[To do] Revise the listing below by replacing "Mark the region" with "Outline the area" wherever it occurs, and keep every other line unchanged.

** start Raw records **

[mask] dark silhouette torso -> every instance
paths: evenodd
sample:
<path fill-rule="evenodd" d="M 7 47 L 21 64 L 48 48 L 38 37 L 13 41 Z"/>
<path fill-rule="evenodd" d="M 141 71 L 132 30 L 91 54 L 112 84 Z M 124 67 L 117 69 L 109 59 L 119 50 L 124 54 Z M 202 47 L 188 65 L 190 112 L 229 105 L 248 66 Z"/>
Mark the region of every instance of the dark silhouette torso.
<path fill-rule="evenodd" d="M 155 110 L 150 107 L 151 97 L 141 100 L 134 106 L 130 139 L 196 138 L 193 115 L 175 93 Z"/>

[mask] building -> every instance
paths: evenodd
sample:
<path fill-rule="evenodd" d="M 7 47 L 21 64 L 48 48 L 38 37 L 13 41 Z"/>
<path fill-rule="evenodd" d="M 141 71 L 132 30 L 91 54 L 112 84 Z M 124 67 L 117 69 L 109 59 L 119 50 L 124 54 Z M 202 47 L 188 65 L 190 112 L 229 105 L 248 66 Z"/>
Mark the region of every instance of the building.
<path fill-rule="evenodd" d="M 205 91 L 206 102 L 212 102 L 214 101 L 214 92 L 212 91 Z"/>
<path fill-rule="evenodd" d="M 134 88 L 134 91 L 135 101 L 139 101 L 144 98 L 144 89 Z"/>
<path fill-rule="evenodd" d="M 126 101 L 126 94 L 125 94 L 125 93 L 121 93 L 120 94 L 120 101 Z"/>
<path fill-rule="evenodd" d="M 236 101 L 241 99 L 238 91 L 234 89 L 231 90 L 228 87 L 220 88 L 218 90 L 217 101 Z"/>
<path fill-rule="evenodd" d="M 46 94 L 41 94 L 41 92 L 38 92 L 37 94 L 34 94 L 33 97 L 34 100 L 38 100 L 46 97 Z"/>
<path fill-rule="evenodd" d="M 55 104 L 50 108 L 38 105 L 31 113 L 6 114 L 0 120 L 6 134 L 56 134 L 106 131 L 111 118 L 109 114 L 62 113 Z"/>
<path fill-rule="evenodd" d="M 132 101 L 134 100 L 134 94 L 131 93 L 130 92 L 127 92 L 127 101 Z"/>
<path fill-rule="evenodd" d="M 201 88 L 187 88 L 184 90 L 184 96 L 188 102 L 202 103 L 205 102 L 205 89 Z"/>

** end Raw records **

[Task output]
[mask] dark silhouette torso -> every instance
paths: evenodd
sample:
<path fill-rule="evenodd" d="M 7 47 L 21 64 L 48 48 L 38 37 L 13 41 Z"/>
<path fill-rule="evenodd" d="M 141 71 L 132 30 L 91 54 L 112 84 Z M 124 67 L 117 69 L 109 59 L 119 50 L 124 54 Z M 202 47 L 188 65 L 190 112 L 229 105 L 248 66 Z"/>
Outline the area of every instance of the dark silhouette torso.
<path fill-rule="evenodd" d="M 155 110 L 150 107 L 151 97 L 141 100 L 134 106 L 130 139 L 196 138 L 193 115 L 175 93 Z"/>

[mask] building -> every instance
paths: evenodd
sample:
<path fill-rule="evenodd" d="M 7 47 L 21 64 L 48 48 L 38 37 L 13 41 Z"/>
<path fill-rule="evenodd" d="M 141 71 L 132 30 L 91 54 L 112 84 Z M 124 67 L 117 69 L 109 59 L 119 50 L 124 54 Z M 202 47 L 188 65 L 190 112 L 229 105 L 248 66 Z"/>
Outline the area of every instance of the building.
<path fill-rule="evenodd" d="M 205 91 L 206 102 L 212 102 L 214 101 L 214 92 L 212 91 Z"/>
<path fill-rule="evenodd" d="M 134 88 L 134 91 L 135 101 L 139 101 L 144 98 L 144 89 Z"/>
<path fill-rule="evenodd" d="M 126 101 L 126 94 L 125 94 L 125 93 L 121 93 L 120 94 L 120 101 Z"/>
<path fill-rule="evenodd" d="M 236 101 L 241 99 L 238 91 L 234 89 L 231 90 L 228 87 L 220 88 L 218 90 L 217 101 Z"/>
<path fill-rule="evenodd" d="M 46 94 L 41 94 L 41 92 L 38 92 L 37 94 L 34 94 L 33 97 L 34 100 L 38 100 L 46 97 Z"/>
<path fill-rule="evenodd" d="M 55 104 L 50 108 L 38 105 L 31 113 L 6 114 L 0 120 L 6 134 L 56 134 L 106 131 L 111 118 L 109 114 L 62 113 Z"/>
<path fill-rule="evenodd" d="M 132 101 L 134 100 L 134 94 L 131 93 L 130 92 L 127 92 L 127 101 Z"/>
<path fill-rule="evenodd" d="M 201 88 L 187 88 L 184 90 L 184 96 L 188 102 L 202 103 L 205 102 L 205 89 Z"/>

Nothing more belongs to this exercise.